* **EXTRAIT FOURNI**
Zones économiques spéciales : vers des pôles agro-industriels intégrés
Le projet dépasse la simple plantation d’arbres. L’idée directrice consiste à arrimer les zones de reboisement à des pôles agro-industriels logés au sein des zones économiques spéciales (ZES) de Pointe-Noire et d’Oyo-Ouesso. En internalisant la transformation du bois et la production de cultures vivrières associées, le Congo espère capter davantage de valeur ajoutée locale tout en sécurisant des milliers d’emplois. Les chaînes de valeur doivent se structurer autour d’unités de sciage à haute efficacité énergétique, de raffineries d’huiles essentielles et de centres de certification carbone capables d’émettre des crédits compatibles avec les standards Verra ou Gold Standard, deux sésames indispensables pour accéder aux places de marché internationales.
Objectif 2025 : premiers hectares reboisés, premiers emplois créés
Les sites pilotes, déjà identifiés dans la cuvette congolaise et le Niari, entrent en phase de mise en œuvre. Selon ASC Impact, les premiers résultats tangibles – hectares reboisés, emplois directs et indirects, formation des techniciens sylvicoles – devraient être visibles avant la fin 2025. Sur dix ans, le consortium table sur plusieurs dizaines de milliers d’hectares régénérés, une réduction mesurable des émissions liées à la déforestation et une montée en puissance des exportations de produits bois-énergie certifiés. Cette temporalité longue épouse l’horizon d’investissement du fonds, mais aussi les ambitions de Brazzaville, qui aspire à devenir une référence régionale de la croissance verte.

* **LISTE DES TÂCHES**
A - D'après l'extrait sur le reboisement au Congo, pourquoi les centres de certification carbone doivent-ils émettre des crédits compatibles avec les standards Verra ou Gold Standard ? Répondez en une à trois phrases.
B - Poursuivez l'extrait sur le reboisement au Congo à partir de sa dernière phrase.

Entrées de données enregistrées
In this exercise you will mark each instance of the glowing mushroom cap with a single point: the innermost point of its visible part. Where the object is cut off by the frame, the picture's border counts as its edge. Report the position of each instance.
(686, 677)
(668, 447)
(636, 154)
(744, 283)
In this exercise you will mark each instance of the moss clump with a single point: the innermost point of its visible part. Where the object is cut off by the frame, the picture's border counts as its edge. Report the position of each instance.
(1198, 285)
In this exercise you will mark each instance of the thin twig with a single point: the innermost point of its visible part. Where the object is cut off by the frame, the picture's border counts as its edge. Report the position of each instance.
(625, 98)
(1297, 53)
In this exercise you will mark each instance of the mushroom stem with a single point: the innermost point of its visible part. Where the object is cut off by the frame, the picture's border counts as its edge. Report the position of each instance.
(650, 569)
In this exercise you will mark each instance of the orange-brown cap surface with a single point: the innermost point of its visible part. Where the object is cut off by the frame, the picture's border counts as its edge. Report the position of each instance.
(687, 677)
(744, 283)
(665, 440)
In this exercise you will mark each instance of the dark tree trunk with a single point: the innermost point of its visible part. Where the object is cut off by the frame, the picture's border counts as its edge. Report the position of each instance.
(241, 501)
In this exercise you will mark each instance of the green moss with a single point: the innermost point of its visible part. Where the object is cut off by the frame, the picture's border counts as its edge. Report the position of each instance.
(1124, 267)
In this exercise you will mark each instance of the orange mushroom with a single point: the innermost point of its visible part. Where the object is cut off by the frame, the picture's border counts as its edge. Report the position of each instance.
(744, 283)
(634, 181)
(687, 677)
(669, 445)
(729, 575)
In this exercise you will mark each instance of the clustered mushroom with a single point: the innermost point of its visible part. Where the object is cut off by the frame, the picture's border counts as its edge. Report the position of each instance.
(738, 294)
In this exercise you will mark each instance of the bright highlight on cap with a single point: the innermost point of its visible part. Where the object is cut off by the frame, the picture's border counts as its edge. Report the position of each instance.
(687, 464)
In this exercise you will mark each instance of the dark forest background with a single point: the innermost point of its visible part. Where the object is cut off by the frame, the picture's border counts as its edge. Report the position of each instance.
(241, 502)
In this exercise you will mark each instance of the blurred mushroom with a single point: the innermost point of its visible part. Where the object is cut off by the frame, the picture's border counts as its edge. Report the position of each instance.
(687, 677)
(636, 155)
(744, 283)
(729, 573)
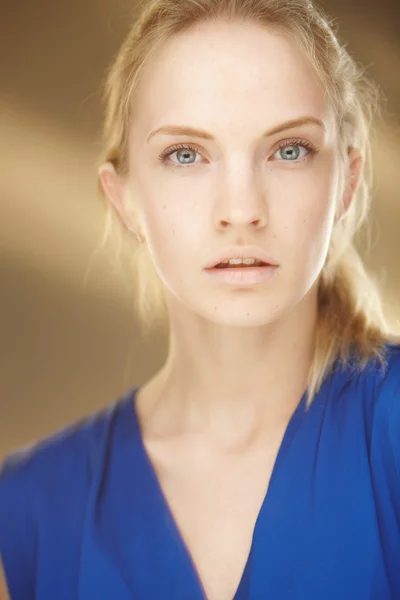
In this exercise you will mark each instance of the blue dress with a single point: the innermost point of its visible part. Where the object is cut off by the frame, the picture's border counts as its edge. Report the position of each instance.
(83, 517)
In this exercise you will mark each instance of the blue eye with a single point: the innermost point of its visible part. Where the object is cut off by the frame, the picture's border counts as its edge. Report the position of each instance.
(183, 150)
(288, 151)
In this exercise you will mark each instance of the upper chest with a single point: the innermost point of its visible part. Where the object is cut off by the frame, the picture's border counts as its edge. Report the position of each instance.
(215, 500)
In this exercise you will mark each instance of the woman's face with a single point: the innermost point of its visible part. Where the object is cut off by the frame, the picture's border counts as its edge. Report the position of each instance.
(237, 186)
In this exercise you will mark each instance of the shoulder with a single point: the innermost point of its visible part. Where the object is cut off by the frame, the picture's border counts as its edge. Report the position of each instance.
(35, 480)
(386, 405)
(62, 450)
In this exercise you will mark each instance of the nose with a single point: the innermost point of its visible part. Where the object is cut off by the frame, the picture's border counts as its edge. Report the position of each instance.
(240, 203)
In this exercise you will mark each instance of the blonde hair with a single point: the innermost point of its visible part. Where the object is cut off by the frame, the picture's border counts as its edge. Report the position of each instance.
(350, 315)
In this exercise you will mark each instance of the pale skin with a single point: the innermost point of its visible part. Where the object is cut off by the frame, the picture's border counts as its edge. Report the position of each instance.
(214, 416)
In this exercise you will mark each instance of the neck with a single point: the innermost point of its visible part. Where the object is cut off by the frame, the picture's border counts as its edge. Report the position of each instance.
(227, 382)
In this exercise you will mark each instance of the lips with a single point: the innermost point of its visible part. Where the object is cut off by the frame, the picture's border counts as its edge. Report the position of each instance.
(241, 252)
(257, 264)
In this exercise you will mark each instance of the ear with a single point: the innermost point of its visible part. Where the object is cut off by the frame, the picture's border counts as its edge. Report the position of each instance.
(114, 189)
(352, 179)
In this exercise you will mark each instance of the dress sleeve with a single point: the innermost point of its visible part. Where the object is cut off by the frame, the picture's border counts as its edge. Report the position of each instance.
(17, 527)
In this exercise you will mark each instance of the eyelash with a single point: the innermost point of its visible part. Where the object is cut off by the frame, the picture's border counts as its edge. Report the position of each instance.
(294, 142)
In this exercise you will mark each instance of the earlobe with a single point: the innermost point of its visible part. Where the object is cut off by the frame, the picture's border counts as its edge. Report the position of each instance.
(352, 180)
(113, 190)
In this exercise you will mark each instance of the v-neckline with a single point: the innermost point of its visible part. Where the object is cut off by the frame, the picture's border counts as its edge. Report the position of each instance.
(293, 424)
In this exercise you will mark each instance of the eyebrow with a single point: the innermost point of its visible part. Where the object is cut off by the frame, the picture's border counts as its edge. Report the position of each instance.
(191, 131)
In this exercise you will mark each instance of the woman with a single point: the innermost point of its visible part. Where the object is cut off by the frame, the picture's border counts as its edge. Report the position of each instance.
(261, 461)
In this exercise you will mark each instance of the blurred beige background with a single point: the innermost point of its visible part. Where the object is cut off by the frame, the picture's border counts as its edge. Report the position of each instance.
(70, 342)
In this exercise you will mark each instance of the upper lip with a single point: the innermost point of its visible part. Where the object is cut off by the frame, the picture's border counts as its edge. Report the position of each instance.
(241, 252)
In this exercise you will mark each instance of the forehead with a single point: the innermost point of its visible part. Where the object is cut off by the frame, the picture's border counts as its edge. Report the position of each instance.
(218, 74)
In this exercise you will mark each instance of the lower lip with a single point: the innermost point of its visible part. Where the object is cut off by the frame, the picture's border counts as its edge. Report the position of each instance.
(243, 277)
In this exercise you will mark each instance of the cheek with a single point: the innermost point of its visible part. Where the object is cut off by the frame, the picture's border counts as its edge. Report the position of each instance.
(309, 222)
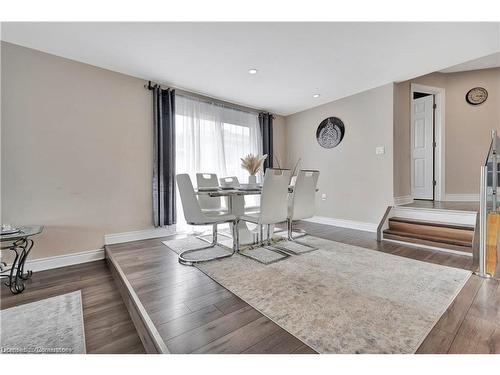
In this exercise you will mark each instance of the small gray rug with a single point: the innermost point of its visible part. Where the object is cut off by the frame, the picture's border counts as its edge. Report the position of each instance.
(343, 298)
(52, 325)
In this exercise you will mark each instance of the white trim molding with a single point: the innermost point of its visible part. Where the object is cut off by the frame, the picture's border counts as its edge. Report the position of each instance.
(406, 199)
(343, 223)
(462, 197)
(114, 238)
(43, 264)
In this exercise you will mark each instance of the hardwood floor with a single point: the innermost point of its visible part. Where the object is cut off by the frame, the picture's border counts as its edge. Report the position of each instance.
(195, 314)
(108, 328)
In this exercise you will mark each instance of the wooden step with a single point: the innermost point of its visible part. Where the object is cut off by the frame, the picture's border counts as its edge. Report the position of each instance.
(430, 240)
(440, 245)
(433, 223)
(452, 232)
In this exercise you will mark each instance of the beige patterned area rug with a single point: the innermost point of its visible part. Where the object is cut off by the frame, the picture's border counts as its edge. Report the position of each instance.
(342, 298)
(50, 326)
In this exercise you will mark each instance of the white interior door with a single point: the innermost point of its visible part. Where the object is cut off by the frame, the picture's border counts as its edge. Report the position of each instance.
(422, 148)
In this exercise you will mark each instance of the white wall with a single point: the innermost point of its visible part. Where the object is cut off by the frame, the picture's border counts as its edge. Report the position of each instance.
(76, 150)
(358, 183)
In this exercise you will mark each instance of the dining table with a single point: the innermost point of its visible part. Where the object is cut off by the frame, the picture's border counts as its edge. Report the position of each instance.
(236, 205)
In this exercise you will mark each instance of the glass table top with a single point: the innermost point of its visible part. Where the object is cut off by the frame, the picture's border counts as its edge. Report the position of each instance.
(25, 231)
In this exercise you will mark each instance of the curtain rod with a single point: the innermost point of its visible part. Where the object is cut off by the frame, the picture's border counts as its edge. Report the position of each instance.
(151, 85)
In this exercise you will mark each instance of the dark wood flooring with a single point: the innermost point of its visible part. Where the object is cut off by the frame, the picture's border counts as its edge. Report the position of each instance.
(108, 327)
(195, 314)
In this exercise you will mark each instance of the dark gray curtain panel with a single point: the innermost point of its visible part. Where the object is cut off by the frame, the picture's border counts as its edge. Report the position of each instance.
(266, 129)
(164, 210)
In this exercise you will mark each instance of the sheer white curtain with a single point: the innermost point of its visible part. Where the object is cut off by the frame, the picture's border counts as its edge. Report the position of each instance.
(211, 138)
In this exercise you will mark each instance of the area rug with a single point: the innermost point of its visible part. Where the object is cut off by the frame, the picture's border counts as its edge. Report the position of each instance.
(342, 298)
(52, 325)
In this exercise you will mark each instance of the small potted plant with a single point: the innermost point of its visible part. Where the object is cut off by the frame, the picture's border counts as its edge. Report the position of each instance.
(252, 164)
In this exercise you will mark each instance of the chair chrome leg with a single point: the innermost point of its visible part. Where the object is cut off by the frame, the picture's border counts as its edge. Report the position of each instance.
(292, 239)
(190, 262)
(201, 236)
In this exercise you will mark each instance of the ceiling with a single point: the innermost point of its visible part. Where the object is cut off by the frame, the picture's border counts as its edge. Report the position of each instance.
(490, 61)
(294, 60)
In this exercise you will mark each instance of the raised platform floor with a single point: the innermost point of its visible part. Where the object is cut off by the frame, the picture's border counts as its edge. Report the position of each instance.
(191, 313)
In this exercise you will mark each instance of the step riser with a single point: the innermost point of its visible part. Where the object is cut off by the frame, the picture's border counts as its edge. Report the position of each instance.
(439, 245)
(428, 230)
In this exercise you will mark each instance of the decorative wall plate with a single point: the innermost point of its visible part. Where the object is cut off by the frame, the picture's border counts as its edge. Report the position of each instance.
(330, 132)
(477, 95)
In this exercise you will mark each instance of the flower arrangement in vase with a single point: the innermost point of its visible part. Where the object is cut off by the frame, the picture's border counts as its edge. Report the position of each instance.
(252, 164)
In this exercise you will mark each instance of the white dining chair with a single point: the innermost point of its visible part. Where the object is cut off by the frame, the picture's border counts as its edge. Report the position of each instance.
(195, 216)
(273, 204)
(207, 203)
(302, 202)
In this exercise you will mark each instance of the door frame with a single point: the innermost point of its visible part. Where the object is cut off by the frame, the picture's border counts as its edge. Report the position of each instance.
(439, 122)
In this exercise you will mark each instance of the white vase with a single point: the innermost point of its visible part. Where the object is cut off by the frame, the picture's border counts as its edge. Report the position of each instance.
(252, 179)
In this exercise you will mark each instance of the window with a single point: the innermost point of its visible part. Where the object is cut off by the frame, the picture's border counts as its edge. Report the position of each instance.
(211, 138)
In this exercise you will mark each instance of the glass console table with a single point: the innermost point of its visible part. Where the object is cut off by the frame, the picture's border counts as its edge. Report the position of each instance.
(20, 244)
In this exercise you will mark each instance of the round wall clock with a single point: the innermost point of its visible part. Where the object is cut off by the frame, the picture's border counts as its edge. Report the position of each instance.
(330, 132)
(477, 95)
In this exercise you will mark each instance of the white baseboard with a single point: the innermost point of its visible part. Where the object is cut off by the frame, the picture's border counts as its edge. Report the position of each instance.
(64, 260)
(406, 199)
(110, 239)
(359, 225)
(462, 197)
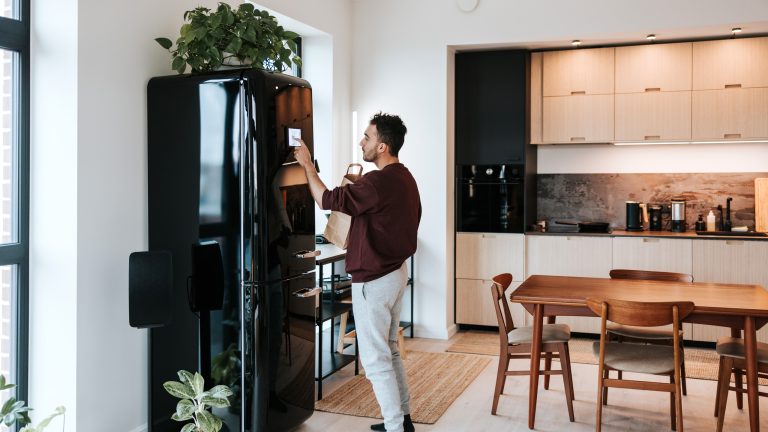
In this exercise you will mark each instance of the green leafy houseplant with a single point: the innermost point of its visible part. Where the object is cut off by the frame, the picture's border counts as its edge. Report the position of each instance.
(210, 39)
(195, 401)
(14, 411)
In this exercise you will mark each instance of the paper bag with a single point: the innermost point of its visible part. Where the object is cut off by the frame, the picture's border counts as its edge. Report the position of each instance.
(337, 229)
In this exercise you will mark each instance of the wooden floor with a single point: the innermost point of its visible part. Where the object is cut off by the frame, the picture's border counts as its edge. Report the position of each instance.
(628, 410)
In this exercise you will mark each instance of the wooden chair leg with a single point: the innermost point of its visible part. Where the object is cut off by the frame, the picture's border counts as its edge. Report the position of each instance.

* **RÉPONSES PAR TÂCHE**
A - Les crédits doivent être compatibles avec ces deux standards parce que ceux-ci sont indispensables pour accéder aux places de marché internationales.

B -
Défis opérationnels et effet de démonstration régional
Si le climat d’affaires s’avère favorable, plusieurs contraintes demeurent, notamment la logistique routière entre les bassins forestiers et les ports, la disponibilité d’une main-d’œuvre qualifiée et la volatilité des prix du carbone. Le gouvernement congolais mise sur la montée en régime progressive des ZES, soutenue par des programmes de formation financés par l’Agence congolaise pour l’emploi et des partenaires techniques autrichiens. À terme, la réussite du modèle pourrait inspirer les pays voisins, confortant la position de Denis Sassou Nguesso comme figure de proue du plaidoyer climatique en Afrique centrale. Pour Karl Ernst Kirchmayer, « le Congo possède tous les ingrédients pour devenir un laboratoire de la bio-économie tropicale ».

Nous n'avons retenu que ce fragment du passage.